> **WRITTEN REQUEST**
Turn the entries below into a JSON list of strings, one string per line, with blank lines dropped and the picture lines left out.

> **Point-based annotation data**
────
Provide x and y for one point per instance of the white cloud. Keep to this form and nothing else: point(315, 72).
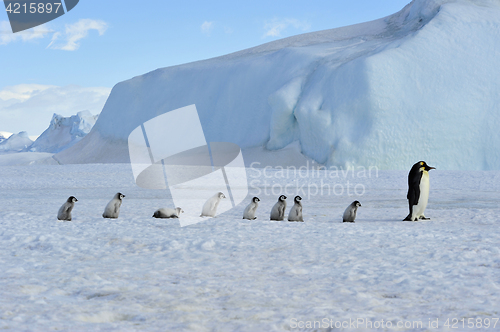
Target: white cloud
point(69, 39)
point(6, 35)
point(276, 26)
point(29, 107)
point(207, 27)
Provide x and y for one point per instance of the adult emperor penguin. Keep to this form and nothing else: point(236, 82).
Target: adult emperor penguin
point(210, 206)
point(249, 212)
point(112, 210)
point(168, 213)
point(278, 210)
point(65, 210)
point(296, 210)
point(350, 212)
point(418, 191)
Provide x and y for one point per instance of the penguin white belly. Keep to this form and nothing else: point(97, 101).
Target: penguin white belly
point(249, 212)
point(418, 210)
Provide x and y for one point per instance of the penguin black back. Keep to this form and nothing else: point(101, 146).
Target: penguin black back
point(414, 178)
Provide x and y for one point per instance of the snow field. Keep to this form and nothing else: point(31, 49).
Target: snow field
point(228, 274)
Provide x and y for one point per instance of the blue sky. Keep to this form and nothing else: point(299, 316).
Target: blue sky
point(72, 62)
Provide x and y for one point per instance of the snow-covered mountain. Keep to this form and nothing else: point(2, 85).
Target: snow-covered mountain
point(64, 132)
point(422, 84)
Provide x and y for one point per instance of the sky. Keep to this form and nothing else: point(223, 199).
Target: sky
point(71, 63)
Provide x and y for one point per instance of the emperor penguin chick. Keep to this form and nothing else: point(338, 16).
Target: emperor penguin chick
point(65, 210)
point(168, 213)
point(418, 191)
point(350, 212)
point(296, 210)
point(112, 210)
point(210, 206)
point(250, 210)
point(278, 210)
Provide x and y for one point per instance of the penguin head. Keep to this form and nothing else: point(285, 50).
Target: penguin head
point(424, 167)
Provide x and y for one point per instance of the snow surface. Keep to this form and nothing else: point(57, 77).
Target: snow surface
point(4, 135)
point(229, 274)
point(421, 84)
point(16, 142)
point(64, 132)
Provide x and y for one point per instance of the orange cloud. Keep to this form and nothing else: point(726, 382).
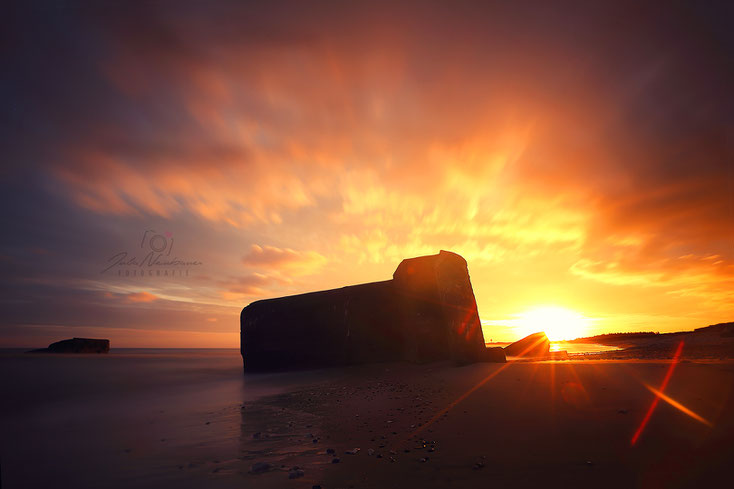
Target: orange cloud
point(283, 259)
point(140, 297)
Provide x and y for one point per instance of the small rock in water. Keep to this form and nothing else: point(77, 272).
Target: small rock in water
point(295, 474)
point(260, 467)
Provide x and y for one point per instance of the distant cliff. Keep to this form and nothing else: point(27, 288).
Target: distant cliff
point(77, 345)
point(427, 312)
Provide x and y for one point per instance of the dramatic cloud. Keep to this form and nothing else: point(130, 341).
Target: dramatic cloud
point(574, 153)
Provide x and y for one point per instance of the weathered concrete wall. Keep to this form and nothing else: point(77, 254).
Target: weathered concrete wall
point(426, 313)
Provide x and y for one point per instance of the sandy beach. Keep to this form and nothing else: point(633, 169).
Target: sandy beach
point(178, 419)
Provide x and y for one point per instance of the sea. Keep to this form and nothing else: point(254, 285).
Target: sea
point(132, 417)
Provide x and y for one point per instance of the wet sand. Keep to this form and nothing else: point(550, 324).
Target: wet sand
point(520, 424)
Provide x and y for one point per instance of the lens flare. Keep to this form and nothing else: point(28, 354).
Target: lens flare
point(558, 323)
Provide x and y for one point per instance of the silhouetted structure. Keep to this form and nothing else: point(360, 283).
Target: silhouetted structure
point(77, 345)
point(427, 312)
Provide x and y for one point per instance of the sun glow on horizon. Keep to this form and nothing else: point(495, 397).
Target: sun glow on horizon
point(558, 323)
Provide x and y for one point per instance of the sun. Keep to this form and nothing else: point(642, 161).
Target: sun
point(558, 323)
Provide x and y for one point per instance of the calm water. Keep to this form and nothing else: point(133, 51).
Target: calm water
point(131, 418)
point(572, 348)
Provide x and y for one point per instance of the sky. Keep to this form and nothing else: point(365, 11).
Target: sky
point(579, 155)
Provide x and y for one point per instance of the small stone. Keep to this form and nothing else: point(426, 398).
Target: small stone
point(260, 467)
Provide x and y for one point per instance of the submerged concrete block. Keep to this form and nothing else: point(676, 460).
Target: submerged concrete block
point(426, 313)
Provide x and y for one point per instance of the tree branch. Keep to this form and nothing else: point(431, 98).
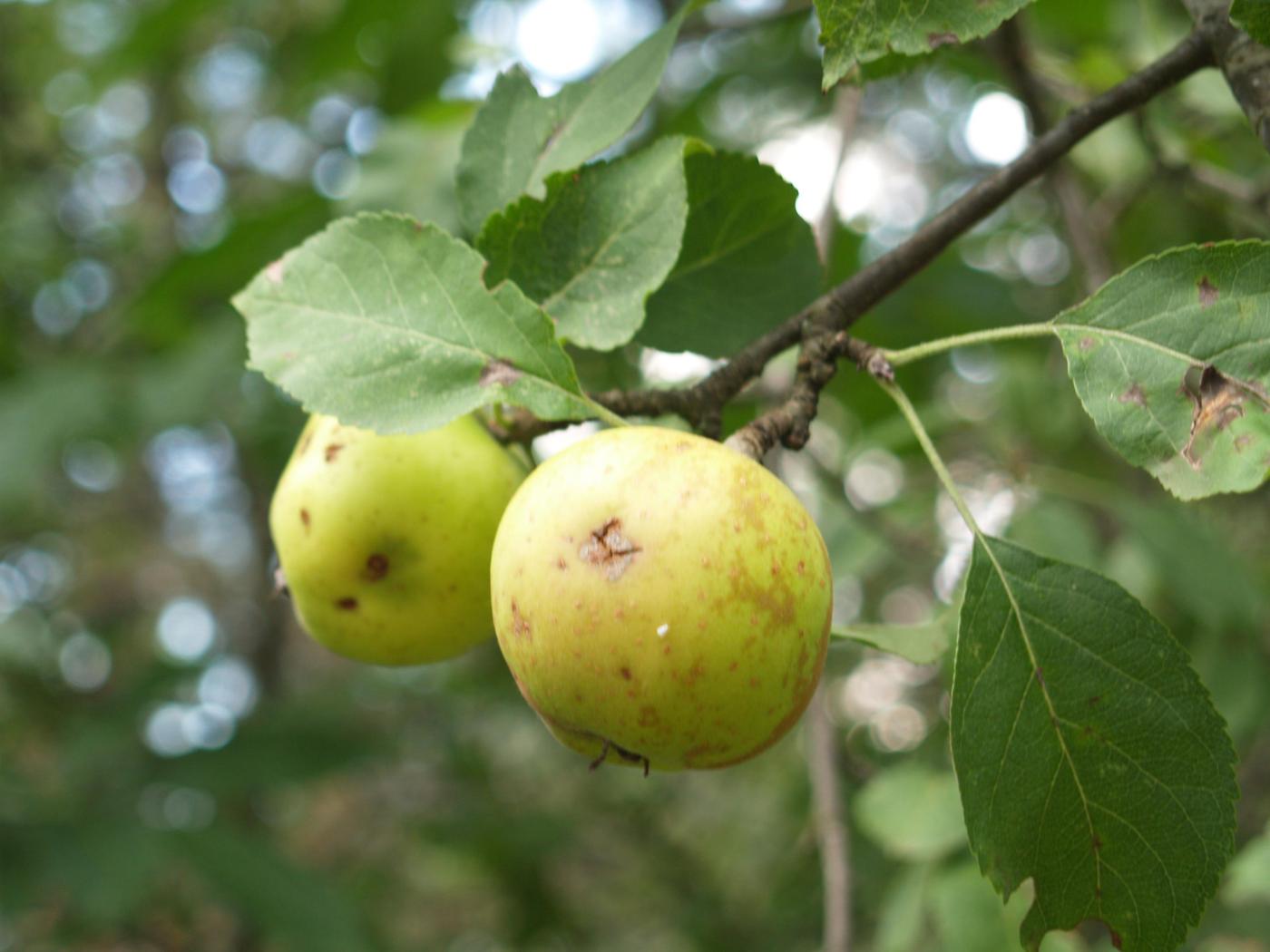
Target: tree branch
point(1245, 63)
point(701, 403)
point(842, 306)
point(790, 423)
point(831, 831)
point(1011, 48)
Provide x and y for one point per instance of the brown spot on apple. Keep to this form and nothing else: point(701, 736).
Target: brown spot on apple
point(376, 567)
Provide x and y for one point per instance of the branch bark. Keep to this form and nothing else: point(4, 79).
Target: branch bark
────
> **RESULT BELOW**
[
  "Provide x and y for one point per instance of the white cloud. Keep to this form and nothing else: point(315, 72).",
  "Target: white cloud",
  "point(69, 39)",
  "point(6, 35)",
  "point(276, 26)",
  "point(29, 107)",
  "point(207, 27)",
  "Provide x and y for one point per instance of the adult emperor penguin. Keep to this form and nothing else: point(236, 82).",
  "Target: adult emperor penguin",
  "point(210, 206)",
  "point(249, 212)",
  "point(112, 210)",
  "point(168, 213)",
  "point(278, 210)",
  "point(65, 210)",
  "point(296, 210)",
  "point(350, 212)",
  "point(418, 191)",
  "Provide x and y for one point per instance of the penguin white belly. Keep to this form and nothing else: point(97, 101).",
  "Target: penguin white belly",
  "point(249, 212)",
  "point(418, 210)",
  "Provide x and y for one point per instance of the penguin black back. Keep to this form and nothing else: point(101, 146).",
  "Target: penguin black back",
  "point(414, 178)",
  "Provide x and y for one point per instance of the snow field. Keep to this form and nothing else: point(31, 49).",
  "Target: snow field",
  "point(228, 274)",
  "Provide x and y for one point per instance of the blue sky. Keep to this form and nothing else: point(299, 316).",
  "Target: blue sky",
  "point(72, 62)",
  "Provide x and y for one point per instance of the snow-covered mountain. Keep to this form and nothing else: point(2, 85).",
  "Target: snow-covered mountain",
  "point(64, 132)",
  "point(422, 84)",
  "Provide x and y for one point per instance of the sky. Keep to this form and nothing else: point(223, 199).",
  "Target: sky",
  "point(71, 63)",
  "Provide x and y for one point per instance of the emperor penguin chick. Keep to this form and nothing else: point(338, 16).",
  "Target: emperor penguin chick",
  "point(65, 210)",
  "point(168, 213)",
  "point(418, 191)",
  "point(350, 212)",
  "point(296, 210)",
  "point(112, 210)",
  "point(210, 206)",
  "point(250, 210)",
  "point(278, 210)",
  "Provide x and y for one point per instance of the penguin head. Keep to this form and nothing else: point(285, 50).",
  "Target: penguin head",
  "point(424, 167)",
  "Provide x and y for one point per instance of the snow surface. Keep to this form and nothing else: point(57, 77).",
  "Target: snow surface",
  "point(4, 135)",
  "point(229, 274)",
  "point(421, 84)",
  "point(16, 142)",
  "point(64, 132)",
  "Provide x and y for one point per instance of the orange cloud. Keep to this form and nothing else: point(726, 382).",
  "Target: orange cloud",
  "point(283, 259)",
  "point(140, 297)",
  "Provide x and y for one point per instance of the small rock in water. Keep to this form and nothing else: point(77, 272).",
  "Target: small rock in water",
  "point(295, 474)",
  "point(260, 467)",
  "Provide x and y for one point per instance of the distant cliff. Keep to this form and nothing else: point(27, 288).",
  "Target: distant cliff",
  "point(77, 345)",
  "point(427, 312)",
  "Provide x and y for one point per instance of the dramatic cloud. Keep to this form and nothing else: point(130, 341).",
  "Target: dramatic cloud",
  "point(574, 153)",
  "Provide x and y for one point per instance of the weathered concrete wall. Keep to this form and nothing else: point(77, 254).",
  "Target: weathered concrete wall",
  "point(426, 313)",
  "Provide x and y for one point per instance of the sandy beach. Keep to this form and nothing else: point(633, 169).",
  "Target: sandy beach",
  "point(178, 419)",
  "Provide x and y for one point per instance of the sea. Keep to this form and nothing else: point(254, 285).",
  "Target: sea",
  "point(132, 417)",
  "Provide x and y for one point per instance of the wet sand. Keep to this form and nothing else: point(550, 324).",
  "Target: wet sand",
  "point(520, 424)",
  "Provide x and y for one point per instance of the lens flare. Keep to this form and nothing else: point(28, 354).",
  "Target: lens flare",
  "point(558, 323)",
  "Provide x and y for one point per instance of the silhouetted structure. Keep to this form and nothing else: point(360, 283).",
  "Target: silhouetted structure",
  "point(77, 345)",
  "point(427, 312)",
  "Provide x and y for one point per instance of the sun glow on horizon. Keep to this form and nothing else: point(495, 397).",
  "Target: sun glow on horizon",
  "point(558, 323)",
  "Provide x and y for one point per instance of the sun. Keep to this form and nothing else: point(642, 161).",
  "Target: sun",
  "point(558, 323)",
  "Provide x and y for one point per instance of the calm water. Keep to this form and nothing else: point(133, 51).",
  "Target: calm water",
  "point(131, 418)",
  "point(572, 348)",
  "Provide x and y for one point per instance of the sky. Keep to this form and nothing else: point(365, 11).",
  "Target: sky",
  "point(579, 155)",
  "Provide x and y for one point per instance of the small stone. Keep to this form and nothing else: point(426, 398).",
  "Target: small stone",
  "point(260, 467)",
  "Provide x and y for one point per instance of the submerged concrete block. Keep to this form and nothing else: point(676, 460).",
  "Target: submerged concrete block",
  "point(426, 313)",
  "Provide x and y for one point per instance of the tree branch. Keep to this form and nothing else: point(431, 98).",
  "Target: tree branch",
  "point(1245, 63)",
  "point(701, 403)",
  "point(842, 306)",
  "point(790, 423)",
  "point(831, 831)",
  "point(1011, 48)",
  "Provide x and y for one point per instance of the brown spot on apple. Keep to this form and nothing else: point(701, 736).",
  "Target: brown spot on apple",
  "point(376, 567)",
  "Provide x and y for one point per instance of the branch bark. Keep to this form and nothing else: point(4, 79).",
  "Target: branch bark"
]